- Exercise directions
Beginning with the line containing "In the photo above, where can the blurred" and ending with the last line of the entries below, copy each line exactly and nothing else.

- Items from a dataset
★ ★ ★ ★ ★ ★ ★

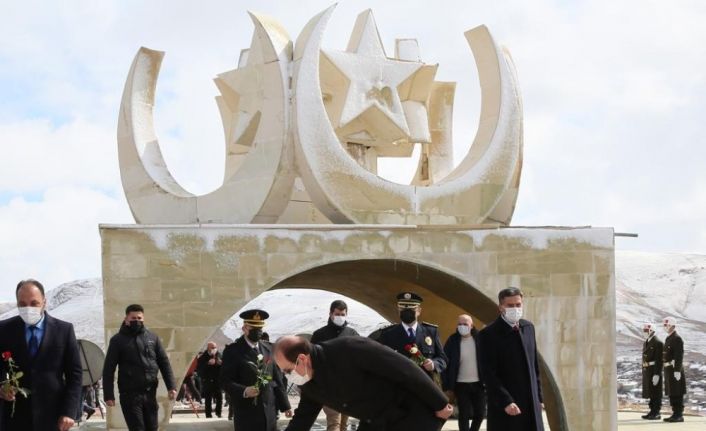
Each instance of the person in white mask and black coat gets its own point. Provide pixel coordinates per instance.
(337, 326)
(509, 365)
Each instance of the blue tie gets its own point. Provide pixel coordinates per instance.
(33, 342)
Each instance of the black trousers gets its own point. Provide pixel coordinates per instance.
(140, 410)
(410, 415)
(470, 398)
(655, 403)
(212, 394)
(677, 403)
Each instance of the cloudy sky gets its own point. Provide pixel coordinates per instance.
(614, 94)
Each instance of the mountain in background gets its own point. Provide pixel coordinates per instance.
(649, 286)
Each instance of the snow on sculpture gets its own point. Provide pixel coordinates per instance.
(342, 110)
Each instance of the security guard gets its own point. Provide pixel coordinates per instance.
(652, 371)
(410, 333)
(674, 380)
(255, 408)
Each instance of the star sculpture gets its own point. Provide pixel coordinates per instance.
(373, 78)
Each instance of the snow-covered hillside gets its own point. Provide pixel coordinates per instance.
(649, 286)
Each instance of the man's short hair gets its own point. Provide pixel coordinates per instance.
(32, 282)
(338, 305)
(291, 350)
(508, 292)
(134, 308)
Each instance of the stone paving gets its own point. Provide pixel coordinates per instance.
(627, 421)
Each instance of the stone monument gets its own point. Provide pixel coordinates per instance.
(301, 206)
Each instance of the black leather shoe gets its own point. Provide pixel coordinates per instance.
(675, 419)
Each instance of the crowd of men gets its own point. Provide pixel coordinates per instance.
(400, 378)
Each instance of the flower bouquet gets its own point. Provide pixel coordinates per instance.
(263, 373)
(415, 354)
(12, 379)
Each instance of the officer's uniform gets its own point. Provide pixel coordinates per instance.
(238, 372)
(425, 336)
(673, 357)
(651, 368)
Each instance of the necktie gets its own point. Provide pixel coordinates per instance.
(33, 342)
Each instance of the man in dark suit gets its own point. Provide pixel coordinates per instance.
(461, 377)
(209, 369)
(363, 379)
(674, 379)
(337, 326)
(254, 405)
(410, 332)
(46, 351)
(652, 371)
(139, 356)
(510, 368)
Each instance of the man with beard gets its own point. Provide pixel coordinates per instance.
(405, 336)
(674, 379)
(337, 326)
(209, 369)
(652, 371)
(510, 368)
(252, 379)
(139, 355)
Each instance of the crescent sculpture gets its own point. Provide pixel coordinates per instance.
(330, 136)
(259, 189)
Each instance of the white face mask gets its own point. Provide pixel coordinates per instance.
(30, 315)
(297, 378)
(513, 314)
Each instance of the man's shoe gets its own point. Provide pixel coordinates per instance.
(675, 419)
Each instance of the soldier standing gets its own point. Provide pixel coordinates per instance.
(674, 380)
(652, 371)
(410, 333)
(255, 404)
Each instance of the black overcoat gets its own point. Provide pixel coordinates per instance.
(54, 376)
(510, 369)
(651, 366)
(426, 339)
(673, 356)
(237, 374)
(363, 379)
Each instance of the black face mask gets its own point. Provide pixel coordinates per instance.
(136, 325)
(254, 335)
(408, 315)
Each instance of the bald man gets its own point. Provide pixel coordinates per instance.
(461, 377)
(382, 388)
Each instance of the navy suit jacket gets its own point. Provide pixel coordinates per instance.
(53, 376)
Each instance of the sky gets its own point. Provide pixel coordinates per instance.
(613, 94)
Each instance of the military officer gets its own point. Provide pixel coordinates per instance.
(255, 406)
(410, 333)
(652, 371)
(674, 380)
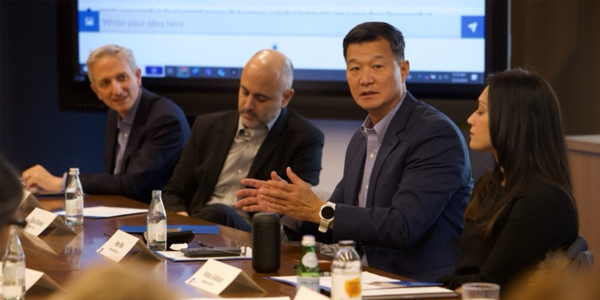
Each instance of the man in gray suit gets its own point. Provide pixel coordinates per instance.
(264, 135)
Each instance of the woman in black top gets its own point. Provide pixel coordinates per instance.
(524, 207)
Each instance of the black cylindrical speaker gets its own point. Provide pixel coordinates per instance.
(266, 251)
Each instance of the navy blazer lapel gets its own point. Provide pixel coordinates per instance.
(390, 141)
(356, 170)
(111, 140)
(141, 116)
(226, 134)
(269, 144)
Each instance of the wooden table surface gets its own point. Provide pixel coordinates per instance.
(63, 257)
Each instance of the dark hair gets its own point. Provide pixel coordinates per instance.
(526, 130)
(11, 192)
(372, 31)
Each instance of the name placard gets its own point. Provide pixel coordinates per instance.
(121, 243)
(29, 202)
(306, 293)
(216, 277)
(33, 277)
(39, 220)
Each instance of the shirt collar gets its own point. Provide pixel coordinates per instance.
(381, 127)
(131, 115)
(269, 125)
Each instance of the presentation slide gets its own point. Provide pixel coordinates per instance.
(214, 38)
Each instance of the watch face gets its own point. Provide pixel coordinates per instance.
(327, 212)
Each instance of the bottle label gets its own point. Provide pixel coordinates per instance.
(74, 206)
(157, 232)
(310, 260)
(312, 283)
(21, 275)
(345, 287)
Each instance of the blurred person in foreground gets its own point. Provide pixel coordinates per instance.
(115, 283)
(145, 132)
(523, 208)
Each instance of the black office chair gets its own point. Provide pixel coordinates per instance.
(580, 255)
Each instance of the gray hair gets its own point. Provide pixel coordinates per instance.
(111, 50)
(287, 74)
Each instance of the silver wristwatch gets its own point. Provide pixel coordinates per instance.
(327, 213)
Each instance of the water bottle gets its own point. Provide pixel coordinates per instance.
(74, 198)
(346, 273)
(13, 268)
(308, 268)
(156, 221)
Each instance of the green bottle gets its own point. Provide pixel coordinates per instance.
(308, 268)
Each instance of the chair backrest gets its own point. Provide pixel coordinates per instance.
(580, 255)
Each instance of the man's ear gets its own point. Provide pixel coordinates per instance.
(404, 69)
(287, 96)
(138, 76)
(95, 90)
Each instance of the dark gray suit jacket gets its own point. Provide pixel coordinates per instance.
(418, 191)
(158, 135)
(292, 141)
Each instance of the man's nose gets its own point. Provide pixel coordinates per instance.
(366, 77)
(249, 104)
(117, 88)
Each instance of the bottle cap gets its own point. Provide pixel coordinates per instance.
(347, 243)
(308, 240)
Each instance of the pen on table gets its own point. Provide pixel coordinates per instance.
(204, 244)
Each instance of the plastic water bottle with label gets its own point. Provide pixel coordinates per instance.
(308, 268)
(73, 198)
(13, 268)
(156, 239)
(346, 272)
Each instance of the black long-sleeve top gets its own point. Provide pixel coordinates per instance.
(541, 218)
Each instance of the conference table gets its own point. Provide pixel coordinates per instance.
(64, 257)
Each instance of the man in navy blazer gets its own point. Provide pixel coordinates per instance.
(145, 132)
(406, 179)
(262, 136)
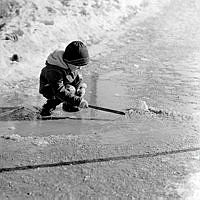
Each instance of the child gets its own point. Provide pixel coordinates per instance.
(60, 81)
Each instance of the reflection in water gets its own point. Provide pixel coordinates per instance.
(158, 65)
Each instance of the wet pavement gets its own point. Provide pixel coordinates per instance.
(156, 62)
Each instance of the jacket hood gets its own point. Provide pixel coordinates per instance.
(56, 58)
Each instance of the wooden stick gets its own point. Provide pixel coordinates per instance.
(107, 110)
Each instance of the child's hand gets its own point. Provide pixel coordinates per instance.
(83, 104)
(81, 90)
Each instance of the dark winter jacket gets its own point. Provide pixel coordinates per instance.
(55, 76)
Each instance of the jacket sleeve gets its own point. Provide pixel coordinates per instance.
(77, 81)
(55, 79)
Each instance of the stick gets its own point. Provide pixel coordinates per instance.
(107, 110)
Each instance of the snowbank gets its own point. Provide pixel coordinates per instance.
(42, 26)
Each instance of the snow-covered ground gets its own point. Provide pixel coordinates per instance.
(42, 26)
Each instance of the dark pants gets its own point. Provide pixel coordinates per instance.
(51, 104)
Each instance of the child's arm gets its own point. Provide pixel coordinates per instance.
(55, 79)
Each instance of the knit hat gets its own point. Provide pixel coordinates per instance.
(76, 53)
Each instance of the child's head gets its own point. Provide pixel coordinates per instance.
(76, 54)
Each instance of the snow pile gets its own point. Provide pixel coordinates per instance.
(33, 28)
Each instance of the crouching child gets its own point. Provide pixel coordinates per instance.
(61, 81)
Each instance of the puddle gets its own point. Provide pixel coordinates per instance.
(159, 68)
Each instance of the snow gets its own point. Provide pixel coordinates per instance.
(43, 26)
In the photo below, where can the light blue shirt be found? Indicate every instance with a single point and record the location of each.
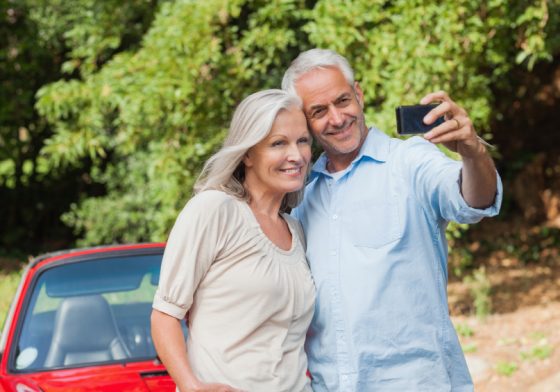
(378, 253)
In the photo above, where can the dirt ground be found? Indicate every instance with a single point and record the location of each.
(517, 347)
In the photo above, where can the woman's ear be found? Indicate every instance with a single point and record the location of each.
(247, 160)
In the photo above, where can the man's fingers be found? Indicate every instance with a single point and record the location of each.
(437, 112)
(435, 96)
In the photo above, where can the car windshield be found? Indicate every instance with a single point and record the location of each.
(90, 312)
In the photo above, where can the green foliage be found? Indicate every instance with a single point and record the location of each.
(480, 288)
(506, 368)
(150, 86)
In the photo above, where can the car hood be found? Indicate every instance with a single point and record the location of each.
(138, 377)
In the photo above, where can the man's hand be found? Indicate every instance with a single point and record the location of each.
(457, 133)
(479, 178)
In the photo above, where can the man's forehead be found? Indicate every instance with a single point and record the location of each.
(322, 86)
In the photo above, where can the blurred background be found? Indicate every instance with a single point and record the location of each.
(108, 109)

★ ★ ★ ★ ★ ★ ★

- Task output
In the photo above, where can the blurred background be found? Indicate every instance with a single point and record the location of each.
(108, 109)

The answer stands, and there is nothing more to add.